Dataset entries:
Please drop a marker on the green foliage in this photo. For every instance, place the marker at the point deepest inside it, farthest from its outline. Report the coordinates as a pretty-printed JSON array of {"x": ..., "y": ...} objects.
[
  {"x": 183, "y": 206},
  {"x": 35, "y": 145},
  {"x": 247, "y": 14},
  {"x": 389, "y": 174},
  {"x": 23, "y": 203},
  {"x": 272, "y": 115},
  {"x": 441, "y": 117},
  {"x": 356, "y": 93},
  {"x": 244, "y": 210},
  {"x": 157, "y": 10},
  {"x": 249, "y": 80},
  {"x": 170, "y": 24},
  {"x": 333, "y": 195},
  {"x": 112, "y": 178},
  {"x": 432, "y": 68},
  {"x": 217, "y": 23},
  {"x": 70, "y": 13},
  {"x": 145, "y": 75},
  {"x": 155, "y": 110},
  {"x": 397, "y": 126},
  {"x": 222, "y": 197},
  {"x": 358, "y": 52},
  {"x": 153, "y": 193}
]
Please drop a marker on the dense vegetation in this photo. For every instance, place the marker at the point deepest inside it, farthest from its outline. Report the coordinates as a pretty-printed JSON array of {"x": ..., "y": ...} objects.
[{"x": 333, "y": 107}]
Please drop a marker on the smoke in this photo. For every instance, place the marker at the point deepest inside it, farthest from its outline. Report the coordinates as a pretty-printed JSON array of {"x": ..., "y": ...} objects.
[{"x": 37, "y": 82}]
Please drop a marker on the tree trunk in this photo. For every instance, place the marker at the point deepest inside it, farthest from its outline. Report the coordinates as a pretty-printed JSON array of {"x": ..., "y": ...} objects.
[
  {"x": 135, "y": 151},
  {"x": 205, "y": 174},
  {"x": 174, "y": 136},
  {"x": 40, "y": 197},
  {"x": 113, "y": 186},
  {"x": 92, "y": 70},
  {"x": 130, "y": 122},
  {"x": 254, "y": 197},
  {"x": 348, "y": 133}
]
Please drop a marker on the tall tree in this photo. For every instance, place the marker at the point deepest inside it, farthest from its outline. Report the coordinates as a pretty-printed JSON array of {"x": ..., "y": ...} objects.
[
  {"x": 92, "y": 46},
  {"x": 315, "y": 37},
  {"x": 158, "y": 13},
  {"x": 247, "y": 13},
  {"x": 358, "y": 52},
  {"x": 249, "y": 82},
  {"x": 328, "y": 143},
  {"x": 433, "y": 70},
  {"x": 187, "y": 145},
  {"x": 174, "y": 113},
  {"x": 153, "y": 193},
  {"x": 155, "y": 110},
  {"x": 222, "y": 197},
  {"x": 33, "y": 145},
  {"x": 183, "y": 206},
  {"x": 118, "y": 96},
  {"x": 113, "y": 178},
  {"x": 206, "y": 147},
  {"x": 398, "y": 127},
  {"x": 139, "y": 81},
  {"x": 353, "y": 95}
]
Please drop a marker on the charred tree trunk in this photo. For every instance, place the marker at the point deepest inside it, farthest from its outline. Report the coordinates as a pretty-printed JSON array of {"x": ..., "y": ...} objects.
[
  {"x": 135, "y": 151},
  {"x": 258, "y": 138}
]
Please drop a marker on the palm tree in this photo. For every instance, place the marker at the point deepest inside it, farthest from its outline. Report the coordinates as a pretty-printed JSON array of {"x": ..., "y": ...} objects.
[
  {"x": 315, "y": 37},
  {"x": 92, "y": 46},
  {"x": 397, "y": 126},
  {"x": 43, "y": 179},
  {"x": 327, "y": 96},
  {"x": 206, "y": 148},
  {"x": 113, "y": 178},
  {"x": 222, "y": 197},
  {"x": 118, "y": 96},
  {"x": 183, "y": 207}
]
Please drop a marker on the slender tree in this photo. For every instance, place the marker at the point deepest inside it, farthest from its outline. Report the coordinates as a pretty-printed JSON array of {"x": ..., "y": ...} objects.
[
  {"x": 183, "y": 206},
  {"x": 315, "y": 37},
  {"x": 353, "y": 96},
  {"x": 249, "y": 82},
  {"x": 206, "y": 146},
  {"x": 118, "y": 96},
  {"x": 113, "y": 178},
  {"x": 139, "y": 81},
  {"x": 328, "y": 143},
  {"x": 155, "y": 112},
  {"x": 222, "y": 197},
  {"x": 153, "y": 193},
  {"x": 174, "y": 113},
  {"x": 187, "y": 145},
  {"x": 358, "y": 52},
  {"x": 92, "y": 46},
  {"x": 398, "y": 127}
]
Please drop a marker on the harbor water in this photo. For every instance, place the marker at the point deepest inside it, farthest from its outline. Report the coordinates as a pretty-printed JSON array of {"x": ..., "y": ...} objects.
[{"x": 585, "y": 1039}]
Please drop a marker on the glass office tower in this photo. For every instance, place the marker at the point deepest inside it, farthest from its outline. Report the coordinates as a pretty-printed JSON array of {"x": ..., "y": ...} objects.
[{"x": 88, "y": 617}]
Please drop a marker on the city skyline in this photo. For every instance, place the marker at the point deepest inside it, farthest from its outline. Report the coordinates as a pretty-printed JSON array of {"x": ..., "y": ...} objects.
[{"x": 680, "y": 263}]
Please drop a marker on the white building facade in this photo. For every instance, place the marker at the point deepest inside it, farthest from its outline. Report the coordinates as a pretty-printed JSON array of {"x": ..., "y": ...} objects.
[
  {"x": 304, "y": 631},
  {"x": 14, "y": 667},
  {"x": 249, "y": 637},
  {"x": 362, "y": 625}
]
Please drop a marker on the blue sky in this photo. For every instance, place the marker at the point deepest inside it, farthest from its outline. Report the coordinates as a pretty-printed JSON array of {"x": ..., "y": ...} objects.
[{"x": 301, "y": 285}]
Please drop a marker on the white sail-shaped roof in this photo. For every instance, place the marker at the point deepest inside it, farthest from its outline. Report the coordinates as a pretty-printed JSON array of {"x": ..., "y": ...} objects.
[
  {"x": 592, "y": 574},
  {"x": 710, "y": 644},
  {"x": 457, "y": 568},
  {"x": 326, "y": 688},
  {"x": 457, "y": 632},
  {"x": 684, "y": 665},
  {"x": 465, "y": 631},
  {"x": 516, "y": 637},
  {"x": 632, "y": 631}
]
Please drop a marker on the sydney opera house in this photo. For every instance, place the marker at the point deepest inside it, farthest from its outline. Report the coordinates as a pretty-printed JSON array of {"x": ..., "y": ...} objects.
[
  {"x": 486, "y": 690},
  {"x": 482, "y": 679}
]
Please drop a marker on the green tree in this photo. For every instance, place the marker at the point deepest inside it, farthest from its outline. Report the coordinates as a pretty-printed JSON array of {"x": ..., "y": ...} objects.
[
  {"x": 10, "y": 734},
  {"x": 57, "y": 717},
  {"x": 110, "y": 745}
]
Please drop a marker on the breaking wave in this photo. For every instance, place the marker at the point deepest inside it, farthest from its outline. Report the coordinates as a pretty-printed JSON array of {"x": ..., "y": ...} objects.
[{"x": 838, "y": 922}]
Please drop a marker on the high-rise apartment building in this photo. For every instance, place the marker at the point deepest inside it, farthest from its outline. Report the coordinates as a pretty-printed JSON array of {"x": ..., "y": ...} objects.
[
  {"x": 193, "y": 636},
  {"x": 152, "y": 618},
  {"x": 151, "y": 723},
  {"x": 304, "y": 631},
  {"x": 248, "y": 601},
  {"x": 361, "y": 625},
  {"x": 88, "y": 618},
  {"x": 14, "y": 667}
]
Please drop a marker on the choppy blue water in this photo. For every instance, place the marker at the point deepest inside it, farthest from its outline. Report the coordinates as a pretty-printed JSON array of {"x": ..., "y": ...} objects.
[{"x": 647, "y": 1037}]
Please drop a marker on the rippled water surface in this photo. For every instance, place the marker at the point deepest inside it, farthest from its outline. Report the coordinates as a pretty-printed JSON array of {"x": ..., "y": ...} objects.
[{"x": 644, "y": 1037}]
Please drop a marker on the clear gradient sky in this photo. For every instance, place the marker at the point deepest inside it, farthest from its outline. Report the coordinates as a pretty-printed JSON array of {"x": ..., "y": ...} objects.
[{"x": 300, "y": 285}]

● What you are asked to do:
Set down each line from the line containing "Please drop a marker on the rippled" through the final line of the data, exactly and with nothing added.

● Expected answer:
Please drop a marker on the rippled water surface in this photo. For every instance, place the marker at the point deepest inside it, farthest from its outline. Report the coordinates as a pretty-printed JSON array of {"x": ..., "y": ...} objects.
[{"x": 644, "y": 1037}]
Please drop a marker on the clear gradient sky in this photo. For every instance, place the marker at the point deepest inside it, farthest from its outline. Report the coordinates as a pretty-printed JSON array of {"x": ..., "y": ...} objects.
[{"x": 300, "y": 285}]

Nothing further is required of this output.